#### [What you will do]
Would you retype, word for word, the line with "Note: one point per instance of the dark eye, never" and every line after it through the end of the records below?

#### [Position identification records]
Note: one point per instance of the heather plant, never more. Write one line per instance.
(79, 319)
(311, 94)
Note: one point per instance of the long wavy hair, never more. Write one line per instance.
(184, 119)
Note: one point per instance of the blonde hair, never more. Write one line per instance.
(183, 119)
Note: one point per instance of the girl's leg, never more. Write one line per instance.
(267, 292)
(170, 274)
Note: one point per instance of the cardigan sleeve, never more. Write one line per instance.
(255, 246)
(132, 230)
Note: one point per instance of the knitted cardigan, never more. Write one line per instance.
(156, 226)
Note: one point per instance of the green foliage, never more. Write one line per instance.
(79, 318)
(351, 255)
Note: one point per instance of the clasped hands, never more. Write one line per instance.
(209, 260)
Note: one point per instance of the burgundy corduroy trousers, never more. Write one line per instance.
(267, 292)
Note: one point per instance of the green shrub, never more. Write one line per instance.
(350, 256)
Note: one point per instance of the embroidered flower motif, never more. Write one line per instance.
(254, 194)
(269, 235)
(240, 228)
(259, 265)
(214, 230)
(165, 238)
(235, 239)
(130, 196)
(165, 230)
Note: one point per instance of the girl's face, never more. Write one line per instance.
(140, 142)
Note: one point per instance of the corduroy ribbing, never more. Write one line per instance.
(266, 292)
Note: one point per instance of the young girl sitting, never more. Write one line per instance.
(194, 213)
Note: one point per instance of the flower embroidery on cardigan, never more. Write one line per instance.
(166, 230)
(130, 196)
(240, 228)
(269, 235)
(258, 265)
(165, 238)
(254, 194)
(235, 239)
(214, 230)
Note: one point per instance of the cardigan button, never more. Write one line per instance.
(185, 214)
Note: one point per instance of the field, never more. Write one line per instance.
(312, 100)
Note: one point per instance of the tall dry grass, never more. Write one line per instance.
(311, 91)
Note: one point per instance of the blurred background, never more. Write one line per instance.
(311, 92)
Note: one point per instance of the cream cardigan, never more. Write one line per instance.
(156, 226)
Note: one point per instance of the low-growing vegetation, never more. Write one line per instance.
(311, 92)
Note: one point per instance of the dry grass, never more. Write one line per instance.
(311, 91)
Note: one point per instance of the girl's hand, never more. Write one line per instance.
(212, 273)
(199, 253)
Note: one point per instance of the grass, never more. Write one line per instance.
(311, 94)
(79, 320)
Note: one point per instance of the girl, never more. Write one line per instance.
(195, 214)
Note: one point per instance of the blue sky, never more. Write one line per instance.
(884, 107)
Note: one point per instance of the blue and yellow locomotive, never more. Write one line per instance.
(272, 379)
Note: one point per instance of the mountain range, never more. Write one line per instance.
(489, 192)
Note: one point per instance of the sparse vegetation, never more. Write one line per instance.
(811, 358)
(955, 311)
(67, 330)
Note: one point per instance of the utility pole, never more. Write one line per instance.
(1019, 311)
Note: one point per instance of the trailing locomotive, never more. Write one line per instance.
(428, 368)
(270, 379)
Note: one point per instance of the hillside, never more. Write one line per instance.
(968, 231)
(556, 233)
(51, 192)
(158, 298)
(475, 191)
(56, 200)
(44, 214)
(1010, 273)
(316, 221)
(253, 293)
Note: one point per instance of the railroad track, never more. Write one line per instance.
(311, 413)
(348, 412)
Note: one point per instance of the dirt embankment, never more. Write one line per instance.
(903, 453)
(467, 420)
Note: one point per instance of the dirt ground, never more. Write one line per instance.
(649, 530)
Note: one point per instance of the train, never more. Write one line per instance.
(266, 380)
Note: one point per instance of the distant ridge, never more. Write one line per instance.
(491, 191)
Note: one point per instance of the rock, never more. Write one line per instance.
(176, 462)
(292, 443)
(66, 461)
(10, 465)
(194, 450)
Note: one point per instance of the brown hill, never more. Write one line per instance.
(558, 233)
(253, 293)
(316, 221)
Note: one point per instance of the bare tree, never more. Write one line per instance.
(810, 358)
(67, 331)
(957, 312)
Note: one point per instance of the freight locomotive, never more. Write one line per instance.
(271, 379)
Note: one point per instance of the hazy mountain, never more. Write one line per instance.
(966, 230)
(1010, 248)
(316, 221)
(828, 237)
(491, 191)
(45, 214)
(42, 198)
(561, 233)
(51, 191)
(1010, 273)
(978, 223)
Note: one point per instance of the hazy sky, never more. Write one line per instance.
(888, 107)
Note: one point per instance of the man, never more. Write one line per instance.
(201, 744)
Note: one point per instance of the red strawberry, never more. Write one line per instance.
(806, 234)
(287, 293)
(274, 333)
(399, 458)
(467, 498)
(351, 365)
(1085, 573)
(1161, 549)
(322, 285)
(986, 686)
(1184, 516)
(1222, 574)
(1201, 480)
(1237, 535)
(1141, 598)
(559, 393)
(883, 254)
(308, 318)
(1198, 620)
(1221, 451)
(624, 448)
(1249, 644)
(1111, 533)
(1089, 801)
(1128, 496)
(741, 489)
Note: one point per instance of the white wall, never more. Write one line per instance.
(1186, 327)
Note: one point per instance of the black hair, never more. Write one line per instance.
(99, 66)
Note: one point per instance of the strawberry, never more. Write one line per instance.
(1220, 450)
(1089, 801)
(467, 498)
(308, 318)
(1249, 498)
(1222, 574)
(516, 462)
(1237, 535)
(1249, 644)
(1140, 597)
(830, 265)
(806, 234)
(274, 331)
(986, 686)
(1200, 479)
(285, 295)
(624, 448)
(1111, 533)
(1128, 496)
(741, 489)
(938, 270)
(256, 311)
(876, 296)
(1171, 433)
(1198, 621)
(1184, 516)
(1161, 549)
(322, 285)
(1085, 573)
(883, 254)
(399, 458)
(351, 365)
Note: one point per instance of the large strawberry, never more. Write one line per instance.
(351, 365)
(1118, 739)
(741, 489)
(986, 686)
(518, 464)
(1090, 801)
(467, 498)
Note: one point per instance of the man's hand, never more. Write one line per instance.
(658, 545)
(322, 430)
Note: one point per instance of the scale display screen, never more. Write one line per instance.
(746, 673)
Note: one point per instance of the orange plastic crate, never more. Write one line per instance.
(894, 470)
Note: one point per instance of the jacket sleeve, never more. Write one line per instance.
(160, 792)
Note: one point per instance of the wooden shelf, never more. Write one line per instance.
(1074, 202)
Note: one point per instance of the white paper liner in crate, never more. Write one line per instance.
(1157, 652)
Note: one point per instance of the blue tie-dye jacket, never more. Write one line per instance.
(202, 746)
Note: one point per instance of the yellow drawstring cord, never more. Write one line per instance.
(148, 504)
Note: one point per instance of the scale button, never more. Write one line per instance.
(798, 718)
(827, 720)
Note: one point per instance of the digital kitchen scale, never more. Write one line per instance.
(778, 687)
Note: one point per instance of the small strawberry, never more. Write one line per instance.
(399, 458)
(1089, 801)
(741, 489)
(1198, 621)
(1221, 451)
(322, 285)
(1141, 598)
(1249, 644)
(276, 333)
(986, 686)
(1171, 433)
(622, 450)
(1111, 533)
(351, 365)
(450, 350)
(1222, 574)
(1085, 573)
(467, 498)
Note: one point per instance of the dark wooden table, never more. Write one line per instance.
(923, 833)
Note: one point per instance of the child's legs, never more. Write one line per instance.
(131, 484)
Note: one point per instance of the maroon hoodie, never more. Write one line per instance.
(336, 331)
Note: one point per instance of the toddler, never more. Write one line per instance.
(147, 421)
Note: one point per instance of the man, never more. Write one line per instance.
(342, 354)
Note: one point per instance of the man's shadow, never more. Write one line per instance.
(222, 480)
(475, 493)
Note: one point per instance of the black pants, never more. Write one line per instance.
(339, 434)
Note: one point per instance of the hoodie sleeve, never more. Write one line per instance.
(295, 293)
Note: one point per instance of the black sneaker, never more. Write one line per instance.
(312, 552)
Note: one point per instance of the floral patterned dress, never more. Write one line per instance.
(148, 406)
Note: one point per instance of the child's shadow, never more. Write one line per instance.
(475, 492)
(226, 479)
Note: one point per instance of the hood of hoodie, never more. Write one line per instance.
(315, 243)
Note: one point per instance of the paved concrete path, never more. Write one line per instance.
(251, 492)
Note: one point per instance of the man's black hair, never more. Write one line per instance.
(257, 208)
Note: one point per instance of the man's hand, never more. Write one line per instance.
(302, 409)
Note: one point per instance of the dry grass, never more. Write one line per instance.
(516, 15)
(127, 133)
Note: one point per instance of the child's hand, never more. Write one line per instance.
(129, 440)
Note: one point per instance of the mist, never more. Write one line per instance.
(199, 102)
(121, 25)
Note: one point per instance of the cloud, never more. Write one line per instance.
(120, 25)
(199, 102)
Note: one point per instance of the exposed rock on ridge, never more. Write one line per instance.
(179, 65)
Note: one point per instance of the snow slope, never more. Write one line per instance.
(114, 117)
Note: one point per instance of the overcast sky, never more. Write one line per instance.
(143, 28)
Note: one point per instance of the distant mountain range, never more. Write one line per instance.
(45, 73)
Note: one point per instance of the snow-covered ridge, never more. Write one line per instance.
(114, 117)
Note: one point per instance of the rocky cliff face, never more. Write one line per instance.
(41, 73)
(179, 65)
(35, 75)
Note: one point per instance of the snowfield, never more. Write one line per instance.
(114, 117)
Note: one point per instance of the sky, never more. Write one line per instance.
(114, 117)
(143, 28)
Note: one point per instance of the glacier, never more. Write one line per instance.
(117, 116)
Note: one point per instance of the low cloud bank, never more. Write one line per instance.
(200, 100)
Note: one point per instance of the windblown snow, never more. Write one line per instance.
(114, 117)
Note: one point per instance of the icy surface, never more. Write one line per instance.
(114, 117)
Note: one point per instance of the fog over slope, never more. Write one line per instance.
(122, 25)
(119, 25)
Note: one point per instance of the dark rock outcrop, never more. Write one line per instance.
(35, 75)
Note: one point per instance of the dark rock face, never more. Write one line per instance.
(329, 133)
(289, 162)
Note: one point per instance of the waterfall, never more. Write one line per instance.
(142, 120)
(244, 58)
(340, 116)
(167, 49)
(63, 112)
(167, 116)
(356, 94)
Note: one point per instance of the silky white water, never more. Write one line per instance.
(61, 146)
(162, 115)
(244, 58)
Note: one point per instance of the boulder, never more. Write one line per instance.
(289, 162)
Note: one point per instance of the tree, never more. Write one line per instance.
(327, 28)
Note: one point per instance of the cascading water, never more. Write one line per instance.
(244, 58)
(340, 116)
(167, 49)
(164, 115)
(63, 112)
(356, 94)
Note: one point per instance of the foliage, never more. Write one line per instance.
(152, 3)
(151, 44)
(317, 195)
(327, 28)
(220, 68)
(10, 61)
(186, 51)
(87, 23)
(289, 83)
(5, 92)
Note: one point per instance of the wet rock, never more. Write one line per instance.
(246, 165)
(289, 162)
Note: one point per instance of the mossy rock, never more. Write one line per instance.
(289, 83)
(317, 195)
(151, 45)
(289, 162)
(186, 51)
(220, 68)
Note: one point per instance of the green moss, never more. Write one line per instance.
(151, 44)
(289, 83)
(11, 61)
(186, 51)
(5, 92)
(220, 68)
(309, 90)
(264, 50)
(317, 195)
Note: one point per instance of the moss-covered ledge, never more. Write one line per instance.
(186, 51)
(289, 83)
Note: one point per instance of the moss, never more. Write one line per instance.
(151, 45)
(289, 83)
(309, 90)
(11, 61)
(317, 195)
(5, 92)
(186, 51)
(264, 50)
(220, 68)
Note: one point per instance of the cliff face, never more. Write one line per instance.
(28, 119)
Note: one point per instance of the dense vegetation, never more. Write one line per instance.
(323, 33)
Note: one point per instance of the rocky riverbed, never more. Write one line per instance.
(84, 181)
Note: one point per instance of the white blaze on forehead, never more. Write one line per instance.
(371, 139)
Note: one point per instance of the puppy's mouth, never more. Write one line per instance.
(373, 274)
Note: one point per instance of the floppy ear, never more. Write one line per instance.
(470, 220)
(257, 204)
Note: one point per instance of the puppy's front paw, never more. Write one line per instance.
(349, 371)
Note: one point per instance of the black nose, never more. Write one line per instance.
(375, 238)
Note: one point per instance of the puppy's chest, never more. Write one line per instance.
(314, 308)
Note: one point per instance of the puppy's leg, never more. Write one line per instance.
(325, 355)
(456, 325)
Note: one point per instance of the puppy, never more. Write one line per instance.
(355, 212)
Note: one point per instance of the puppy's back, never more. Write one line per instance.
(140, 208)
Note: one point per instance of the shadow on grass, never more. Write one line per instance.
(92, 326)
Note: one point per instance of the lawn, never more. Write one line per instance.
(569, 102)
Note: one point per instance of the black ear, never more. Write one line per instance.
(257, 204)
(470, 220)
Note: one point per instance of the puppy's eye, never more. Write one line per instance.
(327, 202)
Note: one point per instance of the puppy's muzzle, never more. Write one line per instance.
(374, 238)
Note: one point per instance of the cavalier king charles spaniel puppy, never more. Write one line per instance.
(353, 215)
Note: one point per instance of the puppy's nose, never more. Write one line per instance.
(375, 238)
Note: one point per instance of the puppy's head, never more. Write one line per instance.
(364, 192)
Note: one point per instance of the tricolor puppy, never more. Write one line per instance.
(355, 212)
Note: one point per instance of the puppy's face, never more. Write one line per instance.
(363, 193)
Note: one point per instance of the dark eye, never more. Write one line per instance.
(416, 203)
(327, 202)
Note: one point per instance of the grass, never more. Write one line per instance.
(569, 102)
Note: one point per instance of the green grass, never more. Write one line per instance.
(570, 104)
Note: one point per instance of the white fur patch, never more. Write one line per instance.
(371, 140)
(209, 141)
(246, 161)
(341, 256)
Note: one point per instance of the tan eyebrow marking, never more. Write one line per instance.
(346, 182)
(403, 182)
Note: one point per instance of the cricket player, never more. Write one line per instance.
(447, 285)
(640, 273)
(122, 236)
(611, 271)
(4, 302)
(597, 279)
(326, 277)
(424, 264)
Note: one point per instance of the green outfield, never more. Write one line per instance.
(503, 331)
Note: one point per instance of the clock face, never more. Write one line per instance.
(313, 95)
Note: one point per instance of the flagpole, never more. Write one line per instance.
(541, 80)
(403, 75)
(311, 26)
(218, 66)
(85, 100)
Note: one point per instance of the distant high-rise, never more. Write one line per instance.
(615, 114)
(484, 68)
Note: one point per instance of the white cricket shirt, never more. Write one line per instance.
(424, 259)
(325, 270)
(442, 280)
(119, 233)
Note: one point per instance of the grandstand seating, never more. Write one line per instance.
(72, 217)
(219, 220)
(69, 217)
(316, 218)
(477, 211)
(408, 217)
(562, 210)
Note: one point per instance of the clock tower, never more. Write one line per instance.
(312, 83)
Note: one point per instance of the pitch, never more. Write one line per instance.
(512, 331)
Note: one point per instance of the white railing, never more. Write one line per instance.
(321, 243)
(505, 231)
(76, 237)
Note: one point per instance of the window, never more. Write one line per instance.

#### [Full response]
Note: one point per instance of the dark eye, never more. Write one line per instance.
(416, 203)
(327, 202)
Note: one point per instance of the grass, never more. Write one line per instance.
(569, 102)
Note: one point per instance of the green grass, never more. Write one line per instance.
(570, 104)
Note: one point per instance of the white fur patch, never more. Write one line per instance.
(371, 140)
(209, 141)
(246, 161)
(341, 256)
Note: one point per instance of the tan eyebrow marking, never more. Write one line per instance.
(346, 182)
(403, 182)
Note: one point per instance of the cricket player, never more. Write one line per instance.
(447, 285)
(640, 273)
(122, 236)
(611, 271)
(4, 302)
(597, 279)
(326, 277)
(424, 264)
Note: one point per instance of the green outfield, never more. Write one line per instance.
(503, 331)
Note: one point per instance of the clock face, never more. Write one line per instance.
(313, 95)
Note: one point per instance of the flagpole, never more. Write one line per instance.
(541, 80)
(403, 75)
(311, 26)
(218, 66)
(85, 100)
Note: one point per instance of the distant high-rise, never more. Write one line per instance.
(615, 114)
(484, 68)
Note: one point per instance of the white cricket shirt, never more. Write one line per instance.
(424, 259)
(325, 270)
(442, 280)
(119, 233)
Note: one point per instance of the grandstand seating, never more. Write one line per instance.
(72, 217)
(219, 220)
(69, 217)
(316, 218)
(477, 211)
(408, 217)
(562, 210)
Note: one point per instance of the clock tower, never more. Write one line per instance.
(312, 83)
Note: one point per instance of the pitch, never more. Write one line per instance.
(512, 331)
Note: one point per instance of the white railing, never more. Write one line per instance.
(321, 243)
(505, 231)
(76, 237)
Note: one point per instance of the window, never more. Write one line per instance.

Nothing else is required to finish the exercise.